* **Problem details**
Every line from the one containing "Put a dot on the chain" to the end of the listing below should be transcribed exactly, and no line outside that span should appear.

* **Data records**
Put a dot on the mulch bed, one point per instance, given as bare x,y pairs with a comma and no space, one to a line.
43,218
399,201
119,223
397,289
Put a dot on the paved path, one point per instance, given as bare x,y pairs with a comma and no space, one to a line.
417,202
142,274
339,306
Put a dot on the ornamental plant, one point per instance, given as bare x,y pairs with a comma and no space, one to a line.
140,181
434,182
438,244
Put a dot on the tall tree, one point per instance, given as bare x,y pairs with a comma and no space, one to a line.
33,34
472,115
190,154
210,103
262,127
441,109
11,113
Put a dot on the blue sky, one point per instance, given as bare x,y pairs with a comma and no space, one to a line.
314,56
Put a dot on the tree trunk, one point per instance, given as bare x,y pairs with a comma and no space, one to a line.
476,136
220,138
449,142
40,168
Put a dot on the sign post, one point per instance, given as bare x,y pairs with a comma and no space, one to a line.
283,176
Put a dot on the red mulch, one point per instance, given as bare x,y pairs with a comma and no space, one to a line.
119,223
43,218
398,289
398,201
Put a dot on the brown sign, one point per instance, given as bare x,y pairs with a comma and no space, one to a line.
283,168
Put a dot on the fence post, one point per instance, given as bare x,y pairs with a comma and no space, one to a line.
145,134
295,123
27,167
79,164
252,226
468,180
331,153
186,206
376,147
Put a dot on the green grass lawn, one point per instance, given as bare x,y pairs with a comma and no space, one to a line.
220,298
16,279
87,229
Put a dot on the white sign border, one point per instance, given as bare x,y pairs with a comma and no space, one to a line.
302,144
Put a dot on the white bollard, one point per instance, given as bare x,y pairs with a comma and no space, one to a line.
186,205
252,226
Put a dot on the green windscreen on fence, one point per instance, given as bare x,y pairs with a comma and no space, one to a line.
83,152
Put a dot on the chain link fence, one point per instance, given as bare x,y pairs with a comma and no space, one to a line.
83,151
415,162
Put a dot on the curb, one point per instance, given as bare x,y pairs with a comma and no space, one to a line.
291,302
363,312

* **Response to this exercise**
Put a dot on the chain link fence, one point per instance, given as bare x,y pairs with a comma and no space, one to a line.
83,151
415,162
Put a dot on the curb, one point per instance, given as bare x,y pairs with a comma and no space, one to a line.
291,302
363,312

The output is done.